Article
begin
Of particular interest are the passages which spell out, often more explicitly than previously reported, the role played by Cheney and his coterie of close advisors –- in particular, his long-time legal advisor and chief counsel David Addington, White House deputy counsel Timothy Flanigan and Justice Department lawyer John Yoo –- in the creation of five documents underpinning the administration’s response to 9/11, which, in various ways, sought to grant unfettered executive power to the President and attempted to discard international laws regarding the torture and abuse of prisoners. These were: the Authorization for Use of Military Force (18 September 2001), a secret memorandum authorizing the warrantless surveillance of communications to and from the United States (25 September 2001), Military Order No 1, authorizing the creation of “Military Commissions” to try al-Qaeda suspects and their accomplices (13 November 2001), the memorandum of 25 January 2002, referring to the Geneva Conventions as “quaint,” which surfaced in a Presidential announcement, on 6 February 2002, that the Geneva Conventions did not apply to al-Qaeda or Taliban fighters captured on the battlefield, and the notorious “Torture Memo” of 1 August 2002, which sought to redefine torture as nothing less than organ failure or death.

To set the scene for the legal coup d’etat that took place in 2001 and 2002, Gellman and Becker describe the impromptu war cabinet in the bunker beneath the White House, where, on 11 September 2001, while the President was in Florida, reading ‘The Pet Goat’ to a group of children, Cheney impassively watched the aftermath of the attacks and then –- ignoring national security adviser Condoleezza Rice and State Department officials, who were in the room with him –- summoned Addington to begin “contemplating the founding question of the legal revolution to come: What extraordinary powers will the president need for his response?” By that evening, Flanigan had also been recruited, and Yoo was soon to follow.
end
Stated exercise 1
Name each of the documents the excerpt lists as underpinning the administration's response to 9/11, with the date it gives for each.
Stated exercise 2
Answer these from the excerpt:
(a) Who is identified as Cheney's long-time legal advisor and chief counsel?
(b) Where was the President on 11 September 2001 while Cheney was in the bunker?
(c) On what date was the Presidential announcement that the Geneva Conventions did not apply to al-Qaeda or Taliban fighters?
The lines after this excerpt aren't needed for anything here.

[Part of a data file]
begin
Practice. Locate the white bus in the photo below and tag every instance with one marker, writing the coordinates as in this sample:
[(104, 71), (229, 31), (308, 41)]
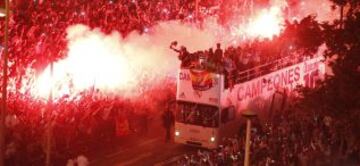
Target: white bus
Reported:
[(208, 111)]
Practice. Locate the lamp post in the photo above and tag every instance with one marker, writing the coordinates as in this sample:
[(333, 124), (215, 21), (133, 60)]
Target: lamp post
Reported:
[(248, 115), (49, 118), (4, 13)]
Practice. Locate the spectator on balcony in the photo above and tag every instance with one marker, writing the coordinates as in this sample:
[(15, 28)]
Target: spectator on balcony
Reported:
[(218, 55), (184, 56)]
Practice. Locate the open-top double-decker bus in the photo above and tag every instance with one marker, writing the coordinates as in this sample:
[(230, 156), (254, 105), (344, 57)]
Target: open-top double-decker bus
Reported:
[(209, 110)]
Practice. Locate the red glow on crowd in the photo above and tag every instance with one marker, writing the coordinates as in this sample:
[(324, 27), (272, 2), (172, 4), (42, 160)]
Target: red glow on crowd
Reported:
[(266, 24)]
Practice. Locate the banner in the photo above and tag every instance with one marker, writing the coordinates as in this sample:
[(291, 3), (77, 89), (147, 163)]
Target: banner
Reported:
[(261, 89), (199, 86)]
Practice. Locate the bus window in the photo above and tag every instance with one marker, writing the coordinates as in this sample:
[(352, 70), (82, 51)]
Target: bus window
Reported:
[(197, 114)]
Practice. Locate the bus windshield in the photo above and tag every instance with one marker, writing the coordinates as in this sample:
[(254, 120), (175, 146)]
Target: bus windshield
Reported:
[(197, 114)]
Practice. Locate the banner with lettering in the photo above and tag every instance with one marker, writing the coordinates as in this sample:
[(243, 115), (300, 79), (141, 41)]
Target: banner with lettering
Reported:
[(260, 90), (199, 86)]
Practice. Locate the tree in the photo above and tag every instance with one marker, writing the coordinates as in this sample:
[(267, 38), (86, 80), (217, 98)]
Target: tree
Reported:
[(339, 94)]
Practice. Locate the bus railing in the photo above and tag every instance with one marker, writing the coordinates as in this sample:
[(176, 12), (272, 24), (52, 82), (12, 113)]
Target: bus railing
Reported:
[(264, 69)]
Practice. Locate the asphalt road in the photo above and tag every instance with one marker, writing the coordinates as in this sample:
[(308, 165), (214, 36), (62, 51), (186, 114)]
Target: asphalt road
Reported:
[(140, 150)]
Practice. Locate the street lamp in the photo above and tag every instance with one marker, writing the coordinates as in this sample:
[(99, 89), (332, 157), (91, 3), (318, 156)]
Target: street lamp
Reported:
[(4, 13), (248, 115)]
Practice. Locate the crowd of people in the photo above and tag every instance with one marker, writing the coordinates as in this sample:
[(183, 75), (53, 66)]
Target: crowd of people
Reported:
[(38, 28), (38, 36), (79, 125), (292, 137)]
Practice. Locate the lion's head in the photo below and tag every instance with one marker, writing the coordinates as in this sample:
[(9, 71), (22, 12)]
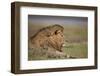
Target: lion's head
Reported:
[(51, 36)]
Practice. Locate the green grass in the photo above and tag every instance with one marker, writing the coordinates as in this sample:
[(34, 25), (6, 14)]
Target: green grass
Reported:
[(76, 46)]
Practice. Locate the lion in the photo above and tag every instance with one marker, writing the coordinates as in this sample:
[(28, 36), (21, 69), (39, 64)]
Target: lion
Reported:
[(50, 36)]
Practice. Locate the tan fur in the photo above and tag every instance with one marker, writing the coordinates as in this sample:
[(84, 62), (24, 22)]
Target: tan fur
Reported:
[(51, 36)]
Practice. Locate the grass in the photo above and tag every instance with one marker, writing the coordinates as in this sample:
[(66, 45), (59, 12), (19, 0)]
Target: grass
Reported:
[(76, 46), (78, 50)]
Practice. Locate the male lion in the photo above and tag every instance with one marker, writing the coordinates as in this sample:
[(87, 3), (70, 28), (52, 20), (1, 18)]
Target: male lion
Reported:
[(50, 36)]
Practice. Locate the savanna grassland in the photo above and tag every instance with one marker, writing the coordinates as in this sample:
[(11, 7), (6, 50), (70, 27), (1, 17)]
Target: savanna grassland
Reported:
[(75, 42)]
end
Task result 1
1. The Authorization for Use of Military Force (18 September 2001)
2. A secret memorandum authorizing the warrantless surveillance of communications to and from the United States (25 September 2001)
3. Military Order No 1, authorizing the creation of "Military Commissions" to try al-Qaeda suspects and their accomplices (13 November 2001)
4. The memorandum referring to the Geneva Conventions as "quaint" (25 January 2002)
5. The "Torture Memo" (1 August 2002)

Task result 2
(a) David Addington
(b) In Florida, reading "The Pet Goat" to a group of children
(c) 6 February 2002